Saved data entries:
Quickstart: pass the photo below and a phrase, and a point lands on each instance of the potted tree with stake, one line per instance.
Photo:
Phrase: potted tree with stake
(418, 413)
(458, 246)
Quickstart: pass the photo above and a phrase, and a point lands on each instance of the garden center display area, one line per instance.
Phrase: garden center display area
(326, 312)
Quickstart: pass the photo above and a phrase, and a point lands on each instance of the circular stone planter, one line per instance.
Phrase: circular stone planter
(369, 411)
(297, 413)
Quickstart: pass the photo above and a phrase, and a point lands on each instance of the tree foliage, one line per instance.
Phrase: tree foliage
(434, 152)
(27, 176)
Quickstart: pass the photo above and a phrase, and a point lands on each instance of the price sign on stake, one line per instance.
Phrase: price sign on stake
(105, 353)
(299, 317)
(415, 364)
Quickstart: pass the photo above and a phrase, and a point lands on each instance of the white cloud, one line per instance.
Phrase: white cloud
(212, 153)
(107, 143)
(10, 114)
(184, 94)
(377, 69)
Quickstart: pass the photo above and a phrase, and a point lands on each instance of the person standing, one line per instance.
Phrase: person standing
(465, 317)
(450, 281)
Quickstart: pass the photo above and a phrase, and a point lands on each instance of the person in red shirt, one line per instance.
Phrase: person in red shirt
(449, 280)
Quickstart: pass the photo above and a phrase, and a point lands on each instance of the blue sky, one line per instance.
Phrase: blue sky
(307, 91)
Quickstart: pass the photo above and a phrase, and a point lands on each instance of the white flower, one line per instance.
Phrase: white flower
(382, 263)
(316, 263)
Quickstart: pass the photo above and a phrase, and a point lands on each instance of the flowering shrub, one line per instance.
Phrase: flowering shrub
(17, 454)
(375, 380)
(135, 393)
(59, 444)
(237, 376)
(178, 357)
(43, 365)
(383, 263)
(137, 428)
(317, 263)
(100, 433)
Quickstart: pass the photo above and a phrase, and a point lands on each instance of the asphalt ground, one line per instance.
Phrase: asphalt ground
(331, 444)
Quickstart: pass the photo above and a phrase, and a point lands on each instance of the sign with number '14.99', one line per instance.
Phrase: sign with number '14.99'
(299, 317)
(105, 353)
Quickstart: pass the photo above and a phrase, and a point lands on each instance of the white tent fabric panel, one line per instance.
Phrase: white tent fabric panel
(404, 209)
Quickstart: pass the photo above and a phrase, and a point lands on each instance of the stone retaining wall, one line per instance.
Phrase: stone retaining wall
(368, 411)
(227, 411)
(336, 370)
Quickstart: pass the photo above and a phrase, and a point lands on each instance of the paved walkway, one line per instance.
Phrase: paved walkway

#### [Stated exercise]
Transcribe the lines of the records without changes, starting at the line that contains "panel, one line per instance." and ending at the last line of the records, both included.

#### [Result of the exercise]
Quickstart: pass the photo above and a phrase, and a point lands on each instance of the white tent fabric panel, one line per instance.
Phrase: white tent fabric panel
(404, 209)
Quickstart: pass the photo above and a phrase, and a point lands on each instance of the stone retaining wall, one line per instance.
Phrase: stone retaining wall
(368, 411)
(227, 411)
(336, 370)
Quickstart: pass the photo above and a phrase, and a point lands on each instance of the paved walkway, one line per instance.
Phrase: paved walkway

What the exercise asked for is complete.